Request: The lines to extract begin at the one containing "Could you help me find the sky" and run to the end of the listing; set them down exactly and alone.
--- START Extracted material ---
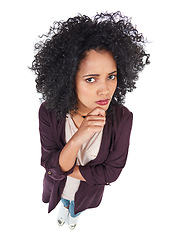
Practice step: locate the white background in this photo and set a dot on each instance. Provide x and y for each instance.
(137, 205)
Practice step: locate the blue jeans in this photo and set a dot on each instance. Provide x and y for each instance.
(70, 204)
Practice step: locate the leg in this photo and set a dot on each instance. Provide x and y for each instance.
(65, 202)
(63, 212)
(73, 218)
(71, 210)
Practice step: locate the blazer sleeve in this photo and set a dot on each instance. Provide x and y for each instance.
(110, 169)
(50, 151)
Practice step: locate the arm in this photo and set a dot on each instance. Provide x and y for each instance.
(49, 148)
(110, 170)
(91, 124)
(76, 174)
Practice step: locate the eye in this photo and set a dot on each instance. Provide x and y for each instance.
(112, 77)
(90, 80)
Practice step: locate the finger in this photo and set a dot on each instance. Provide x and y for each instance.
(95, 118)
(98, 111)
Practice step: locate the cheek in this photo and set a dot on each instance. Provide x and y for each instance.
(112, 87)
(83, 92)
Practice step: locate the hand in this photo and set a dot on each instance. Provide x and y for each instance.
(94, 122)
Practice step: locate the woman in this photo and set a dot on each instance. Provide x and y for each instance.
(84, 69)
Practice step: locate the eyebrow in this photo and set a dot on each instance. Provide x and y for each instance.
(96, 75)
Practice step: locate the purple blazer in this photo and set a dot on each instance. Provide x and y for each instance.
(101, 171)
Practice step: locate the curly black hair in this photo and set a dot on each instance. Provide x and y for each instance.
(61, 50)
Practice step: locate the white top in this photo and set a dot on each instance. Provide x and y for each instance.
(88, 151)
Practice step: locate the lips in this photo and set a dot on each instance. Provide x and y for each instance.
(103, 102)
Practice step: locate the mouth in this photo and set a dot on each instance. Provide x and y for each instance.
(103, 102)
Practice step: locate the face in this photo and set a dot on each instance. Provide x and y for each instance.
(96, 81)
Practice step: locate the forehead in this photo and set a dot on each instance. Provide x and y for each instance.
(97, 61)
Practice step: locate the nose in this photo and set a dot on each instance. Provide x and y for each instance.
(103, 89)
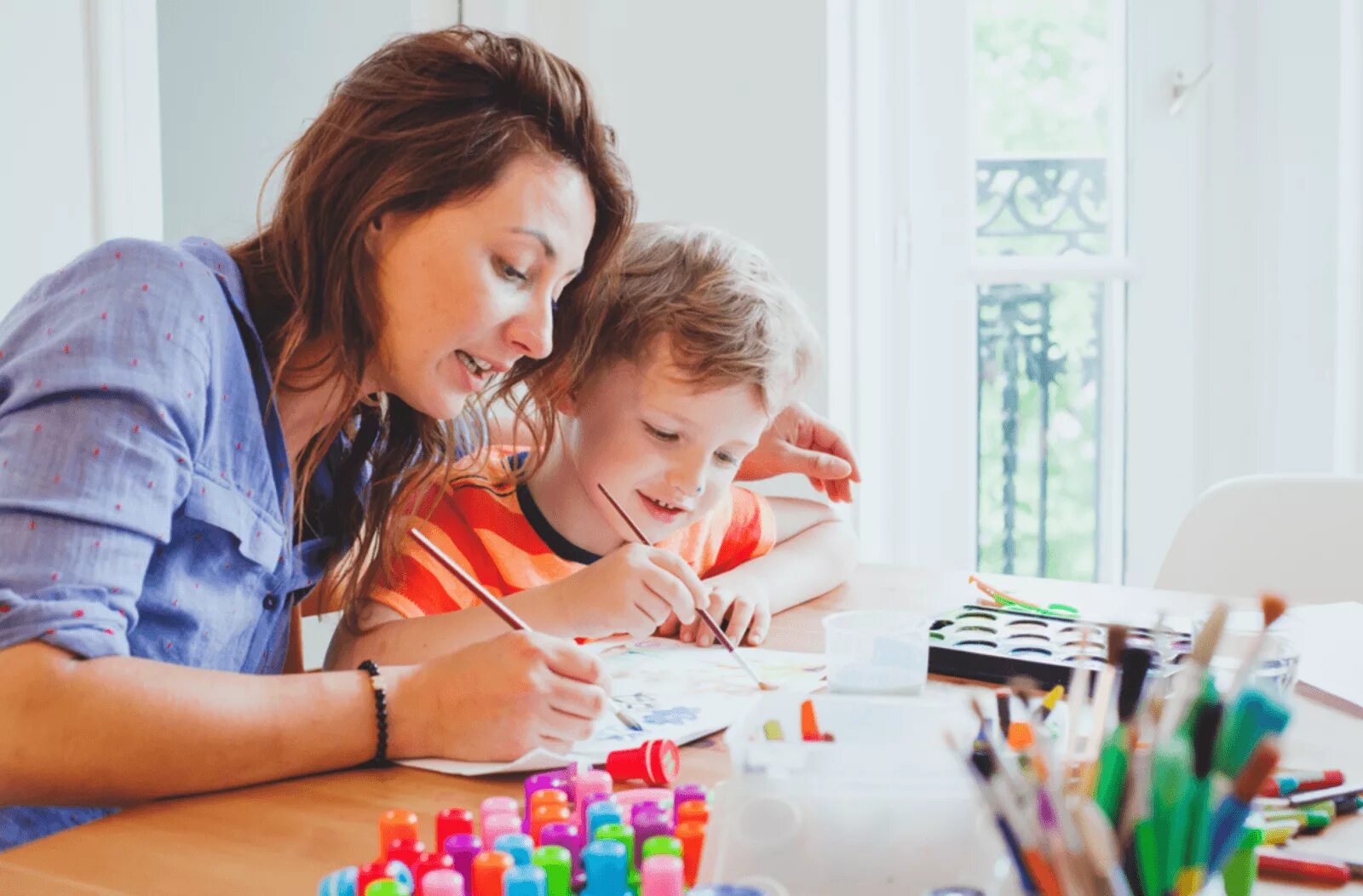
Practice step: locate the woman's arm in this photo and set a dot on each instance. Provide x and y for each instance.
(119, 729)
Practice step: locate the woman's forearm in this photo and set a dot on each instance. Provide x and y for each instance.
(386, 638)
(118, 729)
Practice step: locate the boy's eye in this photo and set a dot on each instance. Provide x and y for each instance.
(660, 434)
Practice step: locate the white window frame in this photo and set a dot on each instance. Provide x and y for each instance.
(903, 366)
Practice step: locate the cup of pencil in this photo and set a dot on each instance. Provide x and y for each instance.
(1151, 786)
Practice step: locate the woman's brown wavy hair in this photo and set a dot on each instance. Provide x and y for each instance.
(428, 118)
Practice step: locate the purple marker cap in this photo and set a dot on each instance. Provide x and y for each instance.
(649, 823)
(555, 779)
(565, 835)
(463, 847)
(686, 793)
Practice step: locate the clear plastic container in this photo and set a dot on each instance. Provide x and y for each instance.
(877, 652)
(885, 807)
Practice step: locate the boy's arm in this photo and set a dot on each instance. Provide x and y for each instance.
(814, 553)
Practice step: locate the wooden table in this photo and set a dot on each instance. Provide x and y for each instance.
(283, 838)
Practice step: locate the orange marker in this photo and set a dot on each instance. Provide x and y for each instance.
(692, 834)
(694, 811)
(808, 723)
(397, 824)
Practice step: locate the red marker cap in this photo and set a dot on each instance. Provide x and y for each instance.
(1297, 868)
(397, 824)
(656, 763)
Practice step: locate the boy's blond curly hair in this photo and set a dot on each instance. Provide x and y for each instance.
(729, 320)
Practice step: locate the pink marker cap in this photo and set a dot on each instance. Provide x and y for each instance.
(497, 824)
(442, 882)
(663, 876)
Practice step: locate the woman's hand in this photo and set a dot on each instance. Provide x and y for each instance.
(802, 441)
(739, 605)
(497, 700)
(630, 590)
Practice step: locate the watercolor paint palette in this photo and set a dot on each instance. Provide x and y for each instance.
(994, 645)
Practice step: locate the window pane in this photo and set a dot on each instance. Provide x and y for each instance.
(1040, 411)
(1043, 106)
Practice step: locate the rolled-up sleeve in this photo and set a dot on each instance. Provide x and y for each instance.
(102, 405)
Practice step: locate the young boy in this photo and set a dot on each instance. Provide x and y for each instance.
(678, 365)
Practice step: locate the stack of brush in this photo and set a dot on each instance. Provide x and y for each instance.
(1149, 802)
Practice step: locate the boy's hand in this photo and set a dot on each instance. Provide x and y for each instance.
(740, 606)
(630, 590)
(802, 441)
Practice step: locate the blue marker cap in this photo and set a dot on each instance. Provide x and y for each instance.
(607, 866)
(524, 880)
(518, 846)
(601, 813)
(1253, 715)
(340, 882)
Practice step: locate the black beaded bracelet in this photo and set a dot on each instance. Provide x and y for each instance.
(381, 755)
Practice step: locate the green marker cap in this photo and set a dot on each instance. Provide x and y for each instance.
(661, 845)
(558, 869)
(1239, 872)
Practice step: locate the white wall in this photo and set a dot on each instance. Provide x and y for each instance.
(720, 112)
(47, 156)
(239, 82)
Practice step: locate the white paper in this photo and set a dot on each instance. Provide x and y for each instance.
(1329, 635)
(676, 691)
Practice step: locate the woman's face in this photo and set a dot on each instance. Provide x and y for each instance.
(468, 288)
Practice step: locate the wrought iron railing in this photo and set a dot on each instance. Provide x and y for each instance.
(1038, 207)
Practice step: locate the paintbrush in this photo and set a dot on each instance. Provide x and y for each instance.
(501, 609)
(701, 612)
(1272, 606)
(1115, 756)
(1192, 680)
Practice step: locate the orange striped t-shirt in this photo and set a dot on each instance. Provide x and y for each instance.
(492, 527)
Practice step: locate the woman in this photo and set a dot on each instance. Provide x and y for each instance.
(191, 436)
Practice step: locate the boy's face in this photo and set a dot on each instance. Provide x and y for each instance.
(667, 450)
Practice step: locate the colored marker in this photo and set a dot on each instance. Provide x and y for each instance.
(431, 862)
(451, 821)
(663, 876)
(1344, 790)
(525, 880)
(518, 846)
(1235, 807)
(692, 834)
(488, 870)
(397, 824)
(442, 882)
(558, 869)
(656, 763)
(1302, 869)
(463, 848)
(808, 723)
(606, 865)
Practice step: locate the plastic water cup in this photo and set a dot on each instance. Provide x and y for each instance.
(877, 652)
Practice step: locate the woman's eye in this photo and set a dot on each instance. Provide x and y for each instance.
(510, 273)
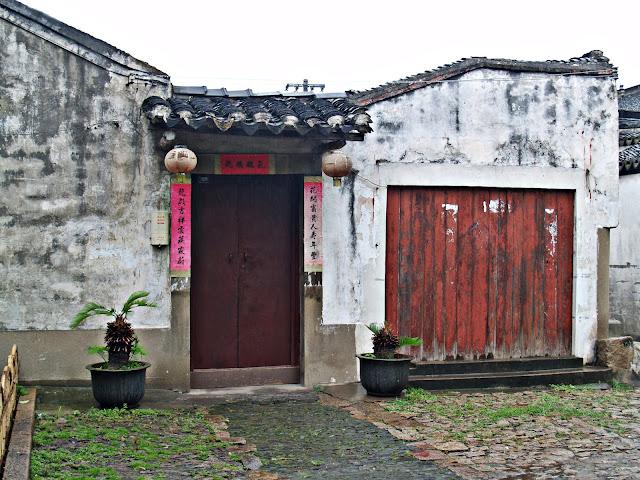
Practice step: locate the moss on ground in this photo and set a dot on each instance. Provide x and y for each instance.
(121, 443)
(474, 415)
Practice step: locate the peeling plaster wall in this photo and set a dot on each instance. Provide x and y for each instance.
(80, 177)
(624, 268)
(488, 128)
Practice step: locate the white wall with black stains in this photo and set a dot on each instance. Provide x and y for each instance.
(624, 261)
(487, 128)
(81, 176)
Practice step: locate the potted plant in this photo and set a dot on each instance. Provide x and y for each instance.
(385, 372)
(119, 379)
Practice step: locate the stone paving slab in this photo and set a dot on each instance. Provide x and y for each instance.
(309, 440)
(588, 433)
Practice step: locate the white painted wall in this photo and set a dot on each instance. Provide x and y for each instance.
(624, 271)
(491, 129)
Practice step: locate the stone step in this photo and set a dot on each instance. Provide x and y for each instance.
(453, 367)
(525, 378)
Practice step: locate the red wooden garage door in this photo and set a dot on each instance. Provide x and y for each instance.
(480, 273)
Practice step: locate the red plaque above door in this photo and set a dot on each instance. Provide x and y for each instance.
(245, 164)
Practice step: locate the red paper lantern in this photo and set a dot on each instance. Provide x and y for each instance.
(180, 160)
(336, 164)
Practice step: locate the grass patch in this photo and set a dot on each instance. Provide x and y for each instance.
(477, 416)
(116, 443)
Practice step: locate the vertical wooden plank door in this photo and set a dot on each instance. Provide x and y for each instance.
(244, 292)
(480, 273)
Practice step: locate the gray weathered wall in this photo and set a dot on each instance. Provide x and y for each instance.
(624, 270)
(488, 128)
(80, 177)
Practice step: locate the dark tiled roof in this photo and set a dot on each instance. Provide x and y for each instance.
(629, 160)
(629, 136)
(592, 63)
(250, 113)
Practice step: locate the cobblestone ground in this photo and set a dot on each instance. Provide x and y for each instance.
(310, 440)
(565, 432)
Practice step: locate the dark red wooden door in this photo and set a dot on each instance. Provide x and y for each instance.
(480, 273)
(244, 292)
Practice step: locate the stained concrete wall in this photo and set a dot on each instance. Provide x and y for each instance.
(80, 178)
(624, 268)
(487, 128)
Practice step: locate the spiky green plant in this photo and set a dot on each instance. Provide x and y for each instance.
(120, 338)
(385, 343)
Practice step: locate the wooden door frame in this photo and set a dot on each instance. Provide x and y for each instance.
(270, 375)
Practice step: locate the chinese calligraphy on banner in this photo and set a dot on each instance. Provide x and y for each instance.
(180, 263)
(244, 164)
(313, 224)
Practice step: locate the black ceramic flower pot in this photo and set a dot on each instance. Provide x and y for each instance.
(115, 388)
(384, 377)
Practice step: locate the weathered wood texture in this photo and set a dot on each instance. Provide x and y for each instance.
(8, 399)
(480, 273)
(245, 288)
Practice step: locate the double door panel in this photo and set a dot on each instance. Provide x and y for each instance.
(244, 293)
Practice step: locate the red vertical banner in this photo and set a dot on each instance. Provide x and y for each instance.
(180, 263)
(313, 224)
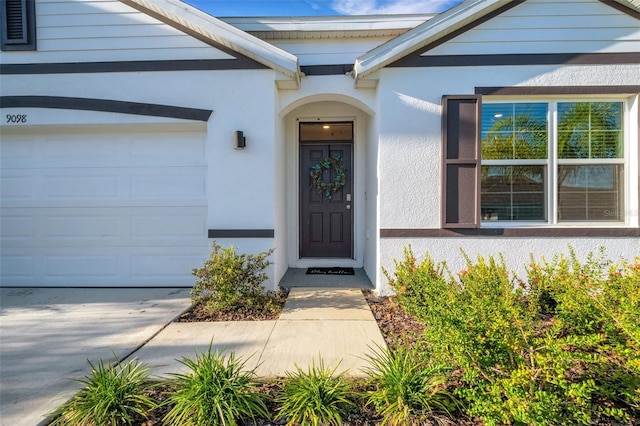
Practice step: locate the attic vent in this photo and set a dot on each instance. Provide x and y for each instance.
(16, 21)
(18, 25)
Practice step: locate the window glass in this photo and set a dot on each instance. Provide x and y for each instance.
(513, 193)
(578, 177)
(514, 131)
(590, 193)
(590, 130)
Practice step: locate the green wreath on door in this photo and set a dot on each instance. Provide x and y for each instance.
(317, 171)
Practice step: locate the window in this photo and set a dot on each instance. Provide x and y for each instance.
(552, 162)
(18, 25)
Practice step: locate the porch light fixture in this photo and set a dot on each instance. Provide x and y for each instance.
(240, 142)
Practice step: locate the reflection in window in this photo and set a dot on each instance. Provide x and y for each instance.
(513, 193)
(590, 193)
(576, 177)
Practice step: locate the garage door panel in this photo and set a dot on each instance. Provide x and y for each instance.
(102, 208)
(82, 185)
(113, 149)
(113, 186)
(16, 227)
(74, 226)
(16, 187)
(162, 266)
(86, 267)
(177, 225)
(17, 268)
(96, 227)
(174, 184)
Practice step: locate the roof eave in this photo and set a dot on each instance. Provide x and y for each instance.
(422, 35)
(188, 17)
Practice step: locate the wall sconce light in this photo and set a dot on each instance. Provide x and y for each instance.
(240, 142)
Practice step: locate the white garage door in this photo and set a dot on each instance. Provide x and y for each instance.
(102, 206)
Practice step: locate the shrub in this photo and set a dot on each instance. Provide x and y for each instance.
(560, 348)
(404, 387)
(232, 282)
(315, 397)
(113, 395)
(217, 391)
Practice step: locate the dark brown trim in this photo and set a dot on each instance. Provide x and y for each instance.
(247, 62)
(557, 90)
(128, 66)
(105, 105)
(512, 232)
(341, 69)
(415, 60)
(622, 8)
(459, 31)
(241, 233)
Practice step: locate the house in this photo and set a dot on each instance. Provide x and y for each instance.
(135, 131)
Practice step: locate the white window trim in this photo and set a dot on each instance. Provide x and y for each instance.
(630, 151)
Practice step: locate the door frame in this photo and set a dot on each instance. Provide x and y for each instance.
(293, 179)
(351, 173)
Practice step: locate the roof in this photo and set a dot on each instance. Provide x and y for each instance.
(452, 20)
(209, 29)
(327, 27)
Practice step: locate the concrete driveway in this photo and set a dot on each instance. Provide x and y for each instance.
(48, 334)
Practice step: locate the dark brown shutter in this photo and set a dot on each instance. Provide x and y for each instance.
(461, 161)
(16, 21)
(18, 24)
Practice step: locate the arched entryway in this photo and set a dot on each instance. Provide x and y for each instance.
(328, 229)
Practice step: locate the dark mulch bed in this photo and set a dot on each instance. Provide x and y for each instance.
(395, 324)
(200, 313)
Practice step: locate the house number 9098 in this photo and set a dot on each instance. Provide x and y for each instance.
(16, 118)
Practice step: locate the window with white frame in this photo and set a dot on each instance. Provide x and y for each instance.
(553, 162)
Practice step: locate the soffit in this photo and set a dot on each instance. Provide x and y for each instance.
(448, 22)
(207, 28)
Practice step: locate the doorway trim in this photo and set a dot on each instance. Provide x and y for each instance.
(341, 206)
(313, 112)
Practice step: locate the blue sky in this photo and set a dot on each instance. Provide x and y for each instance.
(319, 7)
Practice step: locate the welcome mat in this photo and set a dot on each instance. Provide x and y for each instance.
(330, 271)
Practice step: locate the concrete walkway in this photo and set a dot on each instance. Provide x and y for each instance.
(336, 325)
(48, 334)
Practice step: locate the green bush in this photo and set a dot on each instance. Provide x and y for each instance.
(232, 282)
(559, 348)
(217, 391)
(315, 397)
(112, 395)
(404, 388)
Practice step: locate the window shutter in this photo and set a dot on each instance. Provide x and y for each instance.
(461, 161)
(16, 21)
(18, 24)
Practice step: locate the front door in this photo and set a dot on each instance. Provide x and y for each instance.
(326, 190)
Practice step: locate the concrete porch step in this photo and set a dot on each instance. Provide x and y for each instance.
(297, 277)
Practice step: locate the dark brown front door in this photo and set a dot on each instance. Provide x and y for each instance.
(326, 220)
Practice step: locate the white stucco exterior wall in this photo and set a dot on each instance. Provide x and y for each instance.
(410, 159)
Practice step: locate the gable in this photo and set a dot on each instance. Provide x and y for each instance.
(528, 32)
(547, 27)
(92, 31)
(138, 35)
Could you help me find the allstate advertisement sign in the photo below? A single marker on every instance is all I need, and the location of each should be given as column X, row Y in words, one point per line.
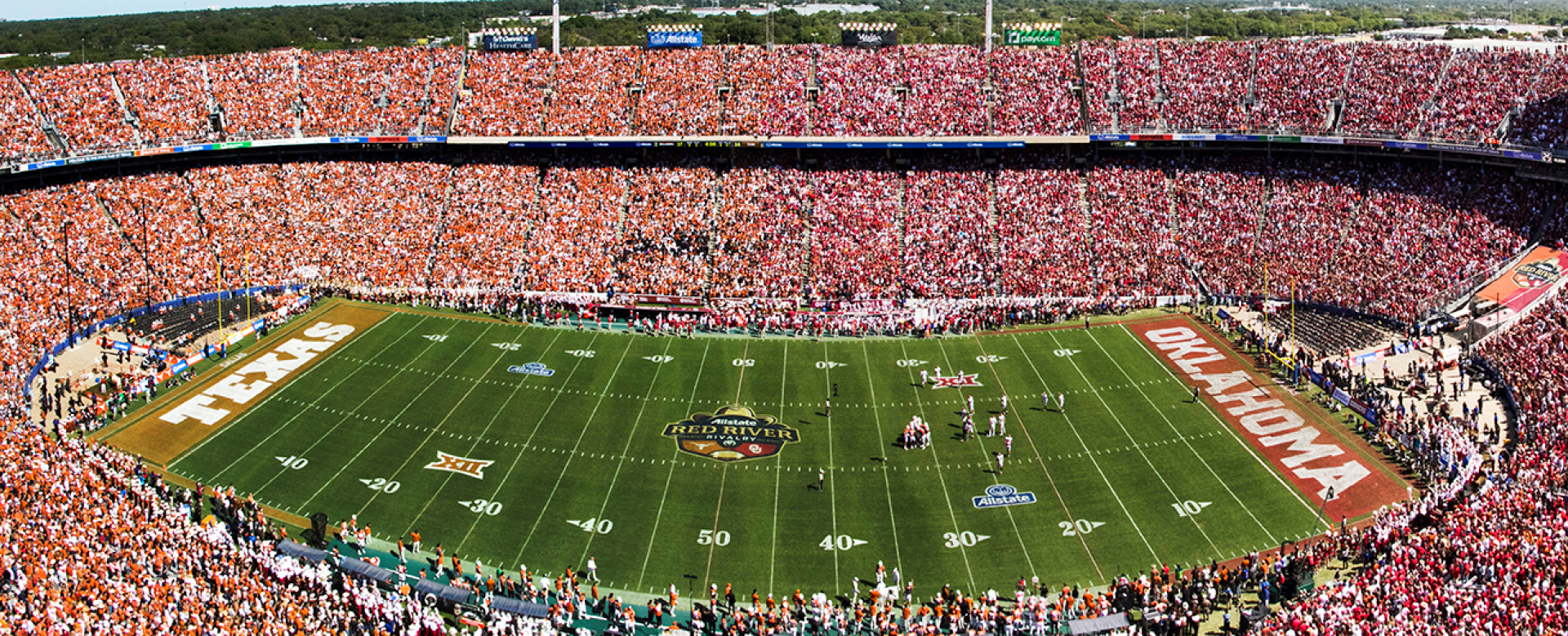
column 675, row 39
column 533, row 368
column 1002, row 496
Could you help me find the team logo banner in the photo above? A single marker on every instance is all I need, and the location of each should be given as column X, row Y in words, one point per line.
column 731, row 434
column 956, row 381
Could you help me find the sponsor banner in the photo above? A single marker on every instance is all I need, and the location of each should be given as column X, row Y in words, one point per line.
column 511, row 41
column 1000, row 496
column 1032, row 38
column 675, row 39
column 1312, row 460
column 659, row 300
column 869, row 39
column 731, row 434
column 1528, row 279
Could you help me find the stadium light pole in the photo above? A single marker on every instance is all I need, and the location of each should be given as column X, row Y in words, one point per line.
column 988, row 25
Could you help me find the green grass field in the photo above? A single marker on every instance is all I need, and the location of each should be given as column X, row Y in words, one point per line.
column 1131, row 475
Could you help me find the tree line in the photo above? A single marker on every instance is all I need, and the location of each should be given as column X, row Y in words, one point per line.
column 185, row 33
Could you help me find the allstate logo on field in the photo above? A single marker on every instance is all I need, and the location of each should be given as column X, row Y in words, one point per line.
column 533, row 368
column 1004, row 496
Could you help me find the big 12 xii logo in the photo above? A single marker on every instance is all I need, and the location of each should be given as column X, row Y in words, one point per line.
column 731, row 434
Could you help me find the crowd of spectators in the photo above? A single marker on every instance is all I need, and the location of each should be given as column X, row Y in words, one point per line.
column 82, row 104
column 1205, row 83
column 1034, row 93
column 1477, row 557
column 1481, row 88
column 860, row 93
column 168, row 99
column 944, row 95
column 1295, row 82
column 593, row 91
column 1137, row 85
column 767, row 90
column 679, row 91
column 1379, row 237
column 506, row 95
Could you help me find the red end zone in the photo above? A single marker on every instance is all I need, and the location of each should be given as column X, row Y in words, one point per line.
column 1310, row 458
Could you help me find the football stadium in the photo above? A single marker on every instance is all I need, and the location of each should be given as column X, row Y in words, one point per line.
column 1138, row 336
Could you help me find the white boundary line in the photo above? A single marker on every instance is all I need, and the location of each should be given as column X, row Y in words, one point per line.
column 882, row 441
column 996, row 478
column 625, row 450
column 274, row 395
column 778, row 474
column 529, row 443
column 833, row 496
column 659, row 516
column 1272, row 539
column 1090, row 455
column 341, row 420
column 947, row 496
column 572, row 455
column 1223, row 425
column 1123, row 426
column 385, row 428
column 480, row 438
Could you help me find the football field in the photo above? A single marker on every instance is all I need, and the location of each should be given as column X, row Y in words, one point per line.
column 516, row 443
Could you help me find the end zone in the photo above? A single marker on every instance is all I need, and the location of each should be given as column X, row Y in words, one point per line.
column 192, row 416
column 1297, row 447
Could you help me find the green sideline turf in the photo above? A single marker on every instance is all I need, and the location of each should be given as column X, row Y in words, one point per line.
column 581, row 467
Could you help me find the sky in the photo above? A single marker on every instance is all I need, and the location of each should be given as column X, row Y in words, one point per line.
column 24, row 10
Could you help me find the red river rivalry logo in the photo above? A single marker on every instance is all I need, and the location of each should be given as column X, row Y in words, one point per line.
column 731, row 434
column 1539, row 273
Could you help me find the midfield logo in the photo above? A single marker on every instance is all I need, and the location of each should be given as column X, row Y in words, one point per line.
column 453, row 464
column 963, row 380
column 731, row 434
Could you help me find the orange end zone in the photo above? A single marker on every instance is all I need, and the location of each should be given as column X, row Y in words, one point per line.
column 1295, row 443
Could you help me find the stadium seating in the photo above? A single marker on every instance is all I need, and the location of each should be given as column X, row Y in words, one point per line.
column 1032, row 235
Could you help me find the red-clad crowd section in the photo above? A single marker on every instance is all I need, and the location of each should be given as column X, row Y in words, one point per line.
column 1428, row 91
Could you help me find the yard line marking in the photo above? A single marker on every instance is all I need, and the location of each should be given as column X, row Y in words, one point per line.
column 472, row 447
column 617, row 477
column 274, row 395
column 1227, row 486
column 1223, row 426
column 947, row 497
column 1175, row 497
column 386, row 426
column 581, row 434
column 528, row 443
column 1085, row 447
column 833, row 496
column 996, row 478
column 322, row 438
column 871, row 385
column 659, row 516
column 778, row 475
--- END Extracted material ---
Task response:
Could you help me find the sky in the photo above? A single marker on every instance is all I need, and the location of each should be given as column X, row Y in words, one point per line.
column 24, row 10
Could you help me find the red river rivalry logo in the photo above? A single marker on every instance is all I need, and the location of each should be given as column X, row Y in words, one point per line.
column 731, row 434
column 1539, row 273
Could you help me find the midfield logo in the photo above? A single marker on every instance is all I need, and the location of each should be given as column X, row Y in words, one point per line.
column 453, row 464
column 963, row 380
column 731, row 434
Could you help me find the orange end zone in the photo above? A single marker on every instance is all I need, and the location of each should be given as column X, row Y in words, one point per line.
column 1295, row 443
Could you help me find the stadium seating in the photo above? A single marker on every instance is all I need, and the location of each should be given as column X, row Y in words, one point per line.
column 1032, row 235
Could you help me find the red-clad crowd section in the photo above? A single marker on every instance is all I need, and the location of each should be given as column X, row Y in words, one point per line.
column 1428, row 91
Could you help me find the yard line marking in the photo above? A single marker on every instance is all I need, and the location of each should be given as column X, row Y in words, one point per line.
column 472, row 447
column 617, row 477
column 274, row 395
column 1227, row 486
column 1223, row 426
column 947, row 497
column 1175, row 497
column 386, row 426
column 581, row 434
column 528, row 443
column 1085, row 447
column 833, row 496
column 996, row 478
column 322, row 438
column 871, row 385
column 659, row 516
column 778, row 475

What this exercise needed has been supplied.